» **Kutipan**:
********
[Book Review] Kevin: Belenggu Masa Lalu

 Hai!

Apparently I posted more than one blog in a month...surprising, isn't it? Haha!

Hari Senin kemarin, aku mulai baca lagi, nih.. sebuah buku yang ditulis oleh Torey Hayden. Buku ini sudah kubeli dari bulan-bulan lalu deh, kalau nggak salah... tapi baru mulai dibaca sekarang, hahah. 

Anyways, aku beli buku ini dari toko @bukunesia di Instagram yang jual buku-buku preloved dengan kondisi yang baik dan harga sangat terjangkau! Waktu itu aku beli tiga buku, dan ketiga buku itu kondisinya sangat baik + sudah tersampul juga :D

Okay, mari kita masuk ke buku ini, ya!



aku nggak menemukan foto kualitas tinggi untuk cover buku ini di internet, nih, jadi pakai foto pribadi yang kuambil saja ya :D


RINGKASAN

"Namaku Torey. Kamu ingat ibu Wendolowski berkata, seseorang akan datang untuk menolongmu? Inilah aku. Aku Torey dan aku menolong orang yang kesulitan berbicara."

(hlm. 15)
********
Entri data tersimpan:
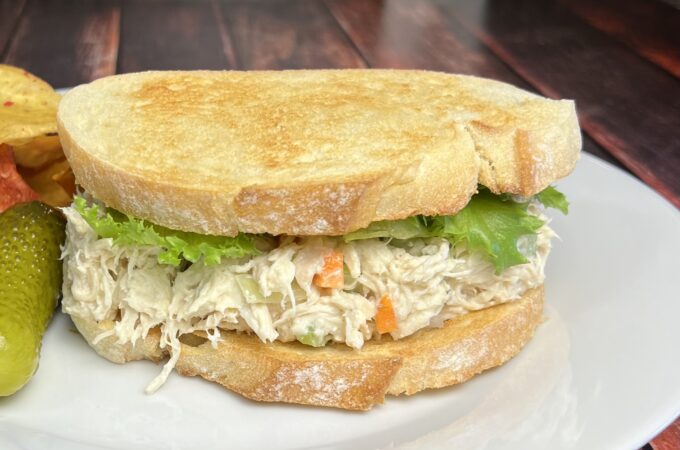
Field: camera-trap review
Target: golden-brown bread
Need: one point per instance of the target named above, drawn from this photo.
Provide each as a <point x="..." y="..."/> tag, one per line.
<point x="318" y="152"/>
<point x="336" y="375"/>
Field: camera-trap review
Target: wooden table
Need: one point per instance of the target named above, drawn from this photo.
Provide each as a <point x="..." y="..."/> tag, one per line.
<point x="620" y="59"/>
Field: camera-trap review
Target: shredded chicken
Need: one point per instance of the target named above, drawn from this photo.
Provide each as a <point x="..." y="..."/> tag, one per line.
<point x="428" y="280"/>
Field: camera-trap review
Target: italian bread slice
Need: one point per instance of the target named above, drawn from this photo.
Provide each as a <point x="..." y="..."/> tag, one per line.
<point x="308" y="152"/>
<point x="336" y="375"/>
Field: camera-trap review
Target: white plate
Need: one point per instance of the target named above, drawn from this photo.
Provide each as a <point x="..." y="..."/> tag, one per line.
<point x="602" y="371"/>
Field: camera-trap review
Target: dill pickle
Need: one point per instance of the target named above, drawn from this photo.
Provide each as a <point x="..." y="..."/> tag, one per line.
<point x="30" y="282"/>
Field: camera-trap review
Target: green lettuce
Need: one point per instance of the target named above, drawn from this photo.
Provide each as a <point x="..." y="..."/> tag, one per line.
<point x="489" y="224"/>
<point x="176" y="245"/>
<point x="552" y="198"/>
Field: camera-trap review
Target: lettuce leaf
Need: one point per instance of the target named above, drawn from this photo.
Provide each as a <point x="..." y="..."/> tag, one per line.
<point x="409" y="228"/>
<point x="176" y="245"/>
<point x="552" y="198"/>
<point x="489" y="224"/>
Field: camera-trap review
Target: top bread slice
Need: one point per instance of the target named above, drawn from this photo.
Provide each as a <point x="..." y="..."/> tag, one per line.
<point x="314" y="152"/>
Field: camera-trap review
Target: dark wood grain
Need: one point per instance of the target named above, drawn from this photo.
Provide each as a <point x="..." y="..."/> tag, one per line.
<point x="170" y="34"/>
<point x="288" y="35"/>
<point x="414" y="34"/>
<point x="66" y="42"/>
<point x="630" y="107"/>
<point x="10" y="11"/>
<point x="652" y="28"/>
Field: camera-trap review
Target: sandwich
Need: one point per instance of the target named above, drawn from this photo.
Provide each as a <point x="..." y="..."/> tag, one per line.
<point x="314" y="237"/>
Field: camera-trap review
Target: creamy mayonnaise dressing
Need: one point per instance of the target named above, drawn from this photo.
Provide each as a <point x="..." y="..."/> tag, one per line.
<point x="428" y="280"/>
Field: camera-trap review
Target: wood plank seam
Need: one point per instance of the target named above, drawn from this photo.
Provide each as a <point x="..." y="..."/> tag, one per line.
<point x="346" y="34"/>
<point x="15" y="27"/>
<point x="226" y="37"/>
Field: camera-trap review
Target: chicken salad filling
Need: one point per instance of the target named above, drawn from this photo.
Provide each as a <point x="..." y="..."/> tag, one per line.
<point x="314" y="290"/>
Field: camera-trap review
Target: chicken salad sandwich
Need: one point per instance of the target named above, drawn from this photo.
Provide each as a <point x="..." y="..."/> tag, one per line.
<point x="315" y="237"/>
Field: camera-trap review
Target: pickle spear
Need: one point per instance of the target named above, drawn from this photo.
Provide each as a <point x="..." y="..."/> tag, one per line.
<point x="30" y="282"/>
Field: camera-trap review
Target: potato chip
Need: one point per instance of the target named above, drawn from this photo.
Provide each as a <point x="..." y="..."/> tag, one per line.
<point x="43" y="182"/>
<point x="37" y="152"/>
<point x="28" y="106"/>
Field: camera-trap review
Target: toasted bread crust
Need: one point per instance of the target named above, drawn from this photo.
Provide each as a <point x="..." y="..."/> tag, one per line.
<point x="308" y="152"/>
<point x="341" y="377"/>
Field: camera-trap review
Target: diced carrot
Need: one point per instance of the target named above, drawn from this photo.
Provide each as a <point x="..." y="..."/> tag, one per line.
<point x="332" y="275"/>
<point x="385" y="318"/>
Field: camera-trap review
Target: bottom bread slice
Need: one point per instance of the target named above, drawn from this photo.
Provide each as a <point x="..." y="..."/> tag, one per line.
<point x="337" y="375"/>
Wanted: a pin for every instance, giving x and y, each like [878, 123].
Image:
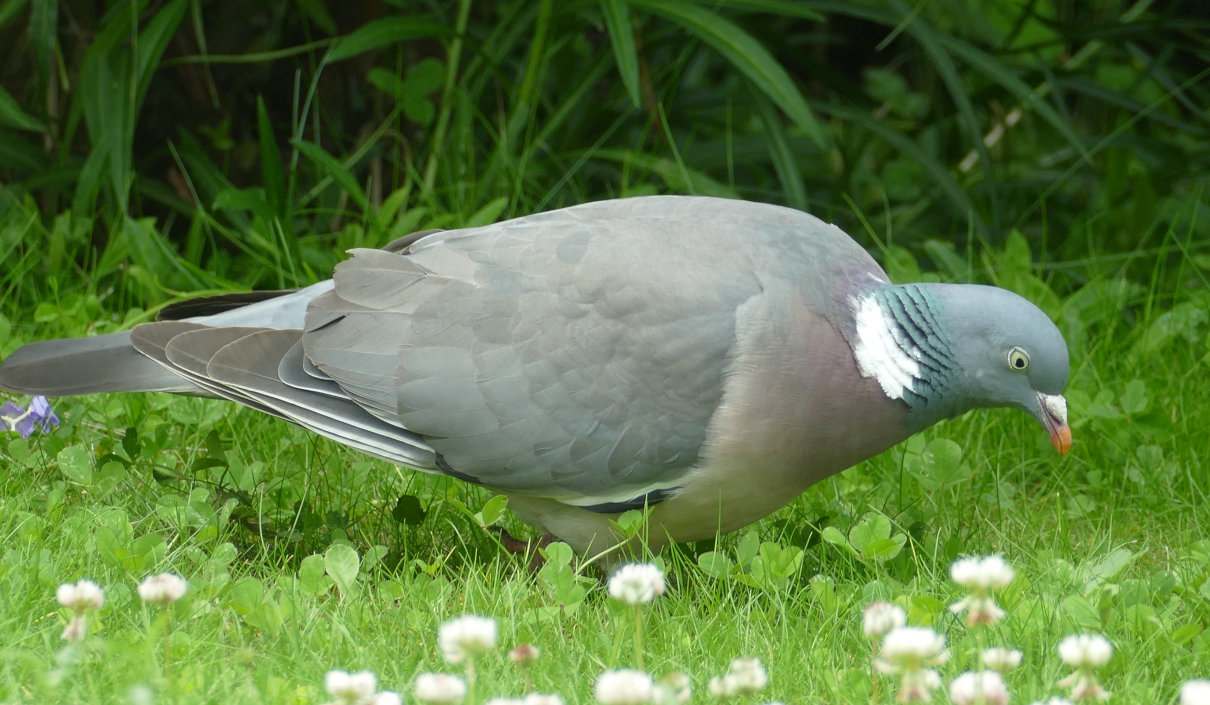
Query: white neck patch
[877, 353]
********
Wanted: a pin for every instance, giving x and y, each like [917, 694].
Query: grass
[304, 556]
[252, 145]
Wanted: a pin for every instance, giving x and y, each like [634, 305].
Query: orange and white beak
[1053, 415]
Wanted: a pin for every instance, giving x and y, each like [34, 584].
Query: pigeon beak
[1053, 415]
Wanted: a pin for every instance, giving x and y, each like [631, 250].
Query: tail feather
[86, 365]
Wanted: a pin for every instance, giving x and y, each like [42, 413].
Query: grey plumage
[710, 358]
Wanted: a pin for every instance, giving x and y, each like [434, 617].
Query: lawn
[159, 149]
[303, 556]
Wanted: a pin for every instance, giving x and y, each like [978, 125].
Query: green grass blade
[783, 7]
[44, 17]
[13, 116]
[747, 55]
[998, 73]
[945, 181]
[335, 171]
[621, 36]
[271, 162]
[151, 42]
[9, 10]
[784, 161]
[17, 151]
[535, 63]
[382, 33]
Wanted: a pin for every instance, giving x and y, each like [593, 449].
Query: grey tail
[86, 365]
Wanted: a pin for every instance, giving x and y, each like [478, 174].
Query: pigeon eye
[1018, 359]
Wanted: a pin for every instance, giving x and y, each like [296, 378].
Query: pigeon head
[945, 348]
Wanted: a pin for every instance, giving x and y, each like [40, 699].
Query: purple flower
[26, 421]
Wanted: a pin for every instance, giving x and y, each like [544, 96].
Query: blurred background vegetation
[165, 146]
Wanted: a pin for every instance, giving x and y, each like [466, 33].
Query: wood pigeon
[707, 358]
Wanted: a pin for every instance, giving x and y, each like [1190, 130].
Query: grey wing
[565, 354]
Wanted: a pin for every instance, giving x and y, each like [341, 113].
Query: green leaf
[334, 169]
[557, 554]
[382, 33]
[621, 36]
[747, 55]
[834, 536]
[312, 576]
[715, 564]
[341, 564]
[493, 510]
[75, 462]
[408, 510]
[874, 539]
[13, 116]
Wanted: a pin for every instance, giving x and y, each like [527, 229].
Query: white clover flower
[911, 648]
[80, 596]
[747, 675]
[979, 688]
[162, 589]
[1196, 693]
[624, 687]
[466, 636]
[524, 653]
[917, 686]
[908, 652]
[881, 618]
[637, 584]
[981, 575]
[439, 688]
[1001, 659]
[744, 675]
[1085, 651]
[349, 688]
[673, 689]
********
» **Langkah Pengerjaan**:
[a] Salin kembali catatan di antara baris yang memuat "like [634, 305]." dan baris yang memuat "[1018, 359]", inklusif, dengan mengganti setiap "Query" menjadi "Objek" tanpa mengubah bagian lainnya.
[b] Teruskan ulasan buku Kevin: Belenggu Masa Lalu mulai dari bagian setelah kalimat terakhirnya.

» **Jawaban Setiap Tugas**:
[a]
Wanted: a pin for every instance, giving x and y, each like [634, 305].
Objek: orange and white beak
[1053, 415]
Wanted: a pin for every instance, giving x and y, each like [34, 584].
Objek: pigeon beak
[1053, 415]
Wanted: a pin for every instance, giving x and y, each like [631, 250].
Objek: tail feather
[86, 365]
Wanted: a pin for every instance, giving x and y, each like [42, 413].
Objek: grey plumage
[710, 358]
Wanted: a pin for every instance, giving x and y, each like [434, 617].
Objek: lawn
[159, 149]
[303, 556]
Wanted: a pin for every instance, giving x and y, each like [978, 125].
Objek: green grass blade
[783, 7]
[44, 17]
[13, 116]
[747, 55]
[998, 73]
[945, 181]
[335, 171]
[621, 36]
[271, 162]
[151, 42]
[9, 10]
[784, 161]
[17, 151]
[535, 63]
[382, 33]
Wanted: a pin for every instance, giving x and y, each like [593, 449].
Objek: grey tail
[86, 365]
Wanted: a pin for every instance, giving x and y, each like [478, 174].
Objek: pigeon eye
[1018, 359]

[b]
Ini kedua kalinya aku baca buku karya Torey Hayden, seorang pakar psikologi pendidikan serta guru bagi anak-anak berkebutuhan khusus. Dalam buku ini, Torey menuliskan pengalamannya menangani Kevin, seorang remaja berusia 15 tahun yang selama empat tahun terakhir tinggal di lembaga perawatan mental Garson Gayer dan seharusnya sudah keluar dari lembaga tersebut sejak satu tahun lalu. Kabarnya, Kevin diserahkan secara sukarela oleh orangtuanya sehingga ia tidak memiliki pilihan selain tinggal di sana. 

Di Garson Gayer, Kevin memiliki julukan 'Si Anak Kandang'. Ia memiliki ketakutan kronis untuk bertemu orang lain, dan merasa tempat paling aman baginya adalah di bawah meja dan dibalik kursi-kursi yang berjejer sehingga praktis menyembunyikan tubuhnya yang jangkung. Kevin juga memiliki gangguan emosional 'mutisme-selektif', yaitu sebuah kondisi yang biasanya terjadi pada anak-anak dimana mereka secara fisik bisa berbicara namun menolak untuk melakukannya karena suatu alasan psikologis. 


"Namanya Kevin Richter, walau sepertinya tak ada yang memanggilnya Kevin. Dia mendapat julukannya karena ia menghabiskan seluruh waktu meleknya di bawah meja, dengan kursi dijajarkan di sekeliling meja hingga ia merasa aman dalam lindungan penghalang kaki-kaki meja dan kursi. Di situlah dia duduk, kadang sambil bergoyang, makan, mengerjakan PR-nya, melihat TV. Di situ dia tinggal dalam kandang yang dibuatnya sendiri."

(hlm. 23-24)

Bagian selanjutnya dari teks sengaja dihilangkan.